• _Data shown_:
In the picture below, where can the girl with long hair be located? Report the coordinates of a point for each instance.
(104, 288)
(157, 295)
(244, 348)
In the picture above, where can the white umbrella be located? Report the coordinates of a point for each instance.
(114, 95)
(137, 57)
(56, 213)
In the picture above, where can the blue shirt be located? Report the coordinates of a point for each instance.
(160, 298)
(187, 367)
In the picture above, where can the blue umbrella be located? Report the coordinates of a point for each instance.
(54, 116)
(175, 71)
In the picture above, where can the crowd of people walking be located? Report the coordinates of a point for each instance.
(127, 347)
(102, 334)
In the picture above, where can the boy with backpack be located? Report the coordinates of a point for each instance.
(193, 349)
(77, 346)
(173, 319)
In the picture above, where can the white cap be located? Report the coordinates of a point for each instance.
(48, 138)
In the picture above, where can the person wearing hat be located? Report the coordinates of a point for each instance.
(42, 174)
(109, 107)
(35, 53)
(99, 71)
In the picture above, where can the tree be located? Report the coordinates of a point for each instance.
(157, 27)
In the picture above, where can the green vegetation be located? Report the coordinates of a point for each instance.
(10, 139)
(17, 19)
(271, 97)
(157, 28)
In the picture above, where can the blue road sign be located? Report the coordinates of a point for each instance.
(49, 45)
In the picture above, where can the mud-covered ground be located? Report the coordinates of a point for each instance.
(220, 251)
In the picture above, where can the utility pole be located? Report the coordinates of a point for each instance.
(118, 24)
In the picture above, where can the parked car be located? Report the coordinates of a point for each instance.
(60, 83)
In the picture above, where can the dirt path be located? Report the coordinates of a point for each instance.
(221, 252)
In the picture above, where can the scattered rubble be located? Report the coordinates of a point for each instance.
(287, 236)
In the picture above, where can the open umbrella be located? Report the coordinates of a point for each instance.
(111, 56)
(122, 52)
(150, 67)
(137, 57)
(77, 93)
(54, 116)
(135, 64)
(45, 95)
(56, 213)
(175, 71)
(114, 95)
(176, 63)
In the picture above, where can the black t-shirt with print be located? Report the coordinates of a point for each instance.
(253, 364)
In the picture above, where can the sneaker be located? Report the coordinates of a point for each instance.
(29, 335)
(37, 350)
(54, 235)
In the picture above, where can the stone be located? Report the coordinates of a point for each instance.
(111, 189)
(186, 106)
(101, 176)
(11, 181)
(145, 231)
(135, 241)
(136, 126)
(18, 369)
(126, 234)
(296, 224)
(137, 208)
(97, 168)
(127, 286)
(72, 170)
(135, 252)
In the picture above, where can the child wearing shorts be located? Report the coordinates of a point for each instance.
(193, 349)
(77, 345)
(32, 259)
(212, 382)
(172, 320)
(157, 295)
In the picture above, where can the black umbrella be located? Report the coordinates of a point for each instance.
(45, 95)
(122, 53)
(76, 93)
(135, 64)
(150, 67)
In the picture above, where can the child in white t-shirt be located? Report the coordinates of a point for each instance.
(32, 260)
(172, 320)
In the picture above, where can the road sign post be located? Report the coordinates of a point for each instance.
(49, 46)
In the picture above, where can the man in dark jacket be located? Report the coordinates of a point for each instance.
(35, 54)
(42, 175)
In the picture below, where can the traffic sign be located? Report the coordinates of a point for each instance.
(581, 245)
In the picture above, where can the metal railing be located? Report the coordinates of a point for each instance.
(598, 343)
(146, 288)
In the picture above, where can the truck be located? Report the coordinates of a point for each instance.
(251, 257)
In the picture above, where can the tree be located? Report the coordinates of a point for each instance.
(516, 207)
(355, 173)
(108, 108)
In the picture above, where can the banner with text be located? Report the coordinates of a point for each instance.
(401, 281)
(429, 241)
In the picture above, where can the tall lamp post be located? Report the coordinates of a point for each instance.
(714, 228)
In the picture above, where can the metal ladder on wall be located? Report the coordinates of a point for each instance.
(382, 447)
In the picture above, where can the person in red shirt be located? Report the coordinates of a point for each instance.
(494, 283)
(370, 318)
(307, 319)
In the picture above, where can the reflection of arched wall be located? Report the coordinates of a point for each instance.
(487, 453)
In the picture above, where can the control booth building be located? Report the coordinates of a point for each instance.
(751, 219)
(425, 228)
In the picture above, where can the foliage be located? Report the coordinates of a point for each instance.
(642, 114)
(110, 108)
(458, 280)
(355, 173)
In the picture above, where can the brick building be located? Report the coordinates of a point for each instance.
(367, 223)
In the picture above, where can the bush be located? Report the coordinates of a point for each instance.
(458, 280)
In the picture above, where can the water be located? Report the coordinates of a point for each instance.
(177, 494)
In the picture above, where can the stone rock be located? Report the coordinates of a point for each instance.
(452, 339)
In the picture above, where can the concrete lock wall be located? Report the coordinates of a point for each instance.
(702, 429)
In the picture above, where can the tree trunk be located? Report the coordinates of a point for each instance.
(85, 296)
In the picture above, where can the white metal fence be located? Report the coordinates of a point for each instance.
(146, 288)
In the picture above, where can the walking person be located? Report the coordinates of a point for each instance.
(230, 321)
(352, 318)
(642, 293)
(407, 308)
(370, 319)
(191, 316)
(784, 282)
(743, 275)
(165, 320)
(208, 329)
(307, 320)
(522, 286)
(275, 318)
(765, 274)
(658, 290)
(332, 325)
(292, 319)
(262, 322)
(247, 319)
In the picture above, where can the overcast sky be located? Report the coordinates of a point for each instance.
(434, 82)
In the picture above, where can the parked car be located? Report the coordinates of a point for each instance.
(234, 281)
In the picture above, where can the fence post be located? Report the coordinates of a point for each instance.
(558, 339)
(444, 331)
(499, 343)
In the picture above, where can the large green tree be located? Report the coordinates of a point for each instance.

• _Problem to work on_: Every entry above should be retyped exactly as shown.

• _Task result_:
In the picture below, where can the girl with long hair be located? Report the coordinates of a point for each instance.
(104, 288)
(157, 295)
(244, 348)
In the picture above, where can the white umbrella be located? Report the coordinates of a point for each instance.
(114, 95)
(137, 57)
(56, 213)
In the picture above, where can the blue shirt be located? Report the coordinates of a point for each instance.
(160, 298)
(187, 367)
In the picture above, where can the blue umbrella be located? Report the coordinates of a point for each instance.
(54, 116)
(175, 71)
In the picture above, where can the crowd of people walking be located? Report the coordinates of a point for each instance.
(127, 347)
(102, 334)
In the picture above, where can the boy with backpack be located? Report the coordinates of a point for each instance.
(193, 349)
(77, 346)
(173, 319)
In the picture above, where can the white cap be located? Report the coordinates of a point for each instance.
(48, 138)
In the picture above, where can the person wearing hat be located? Report the coordinates of a point for each instance.
(42, 174)
(109, 107)
(35, 53)
(99, 71)
In the picture above, where can the tree be located? Report the coordinates of a point for each instance.
(157, 27)
In the picture above, where can the green vegetation be located? Report the coordinates of a point for each instance.
(10, 139)
(17, 19)
(271, 97)
(157, 28)
In the picture above, where can the blue road sign be located? Report the coordinates of a point for each instance.
(49, 45)
In the picture above, where can the mud-covered ground be located? Report the coordinates of a point for each instance.
(220, 251)
In the picture above, where can the utility pole be located? Report the coordinates of a point for each instance.
(118, 24)
In the picture above, where can the parked car be located? Report the coordinates of a point for each instance.
(60, 83)
In the picture above, where can the dirt path be located? Report the coordinates of a point for each instance.
(221, 252)
In the picture above, where can the scattered rubble be located? Report the coordinates of a point for each instance.
(287, 236)
In the picture above, where can the open umbrella be located? Report the coordinates of a point for each instance.
(111, 56)
(122, 52)
(150, 67)
(137, 57)
(77, 93)
(54, 116)
(135, 64)
(45, 95)
(56, 213)
(175, 71)
(114, 95)
(176, 63)
In the picture above, where can the black t-shirt with print be located? Report the coordinates of a point for each instance.
(253, 364)
In the picture above, where can the sneaker be located? Report the coordinates of a point for each instance.
(29, 335)
(37, 350)
(54, 235)
In the picture above, where can the stone be located? Report the coordinates of a point for each instance.
(111, 189)
(186, 106)
(101, 176)
(11, 181)
(145, 231)
(135, 241)
(136, 126)
(18, 369)
(126, 234)
(296, 224)
(137, 208)
(97, 168)
(127, 286)
(72, 170)
(135, 252)
In the picture above, where can the child wearing shorts be located? Report the coordinates of a point for each instance.
(193, 349)
(77, 345)
(32, 259)
(212, 382)
(172, 320)
(157, 295)
In the picture above, where can the black umbrella be located? Report the coordinates of a point for each instance.
(45, 95)
(122, 53)
(76, 93)
(135, 64)
(150, 67)
In the picture above, where can the child in white t-shirt be located? Report the coordinates of a point for each instance.
(32, 260)
(172, 320)
In the picture above, where can the road sign post be located? Report the coordinates of a point for each instance.
(49, 46)
In the picture above, where can the man in dark jacket be located? Report the coordinates of a point for each instance.
(35, 54)
(42, 175)
In the picture below, where can the traffic sign be located? Report the coordinates of a point for each instance.
(581, 245)
In the picture above, where can the metal railing be located? Report the coordinates of a point for each instance.
(598, 343)
(146, 288)
In the picture above, where can the truck be located? Report the coordinates of a point for each instance.
(251, 257)
In the picture above, where can the tree be located? Report the coordinates of a point for each instance.
(516, 207)
(355, 173)
(108, 108)
In the picture above, where can the banner with text be located? Report the coordinates of a point for each instance.
(401, 281)
(429, 241)
In the picture above, where can the tall lamp post be located? Report the coordinates of a point for each instance.
(714, 228)
In the picture above, where can the metal ladder on wall be located? Report the coordinates of a point for each instance.
(382, 447)
In the picture above, where can the person in red shirt be located? Report the coordinates of a point for each instance.
(494, 283)
(370, 318)
(307, 319)
In the picture above, where can the reflection of arched wall be located? Report the coordinates of a point for each instance.
(487, 453)
In the picture above, where can the control booth building be located? Report the coordinates of a point for each instance.
(751, 219)
(425, 228)
In the picture above, where can the foliage be located? Report the coordinates of a point for each instance.
(642, 114)
(110, 108)
(458, 280)
(355, 173)
In the picture above, where can the brick building be located? Report the coordinates of a point for each instance.
(367, 223)
In the picture above, where can the bush be located? Report the coordinates of a point for each instance.
(458, 280)
In the picture above, where can the water be located? Report the coordinates of a point for each instance.
(177, 494)
In the picture above, where can the stone rock be located? Report the coordinates of a point for each instance.
(452, 339)
In the picture above, where can the concrete lock wall be located? Report the coordinates of a point for each instance.
(702, 429)
In the picture above, where can the tree trunk be located? Report the coordinates of a point for each instance.
(85, 296)
In the picture above, where can the white metal fence be located? Report the coordinates of a point for each instance.
(146, 288)
In the picture above, where can the walking person be located? Report the coordinates of a point for each instance.
(230, 321)
(352, 318)
(642, 293)
(407, 308)
(370, 319)
(191, 316)
(784, 282)
(743, 275)
(165, 320)
(208, 329)
(307, 320)
(522, 286)
(275, 318)
(765, 274)
(658, 290)
(332, 325)
(292, 319)
(262, 322)
(247, 319)
In the picture above, where can the overcast sky be located? Report the coordinates of a point for each instance.
(434, 82)
In the picture above, where can the parked car be located? Report the coordinates of a point for each instance.
(234, 281)
In the picture above, where can the fence post be located? Report the coordinates of a point for each instance.
(558, 339)
(444, 331)
(499, 343)
In the picture above, where can the large green tree be located? Report the coordinates of a point for each instance.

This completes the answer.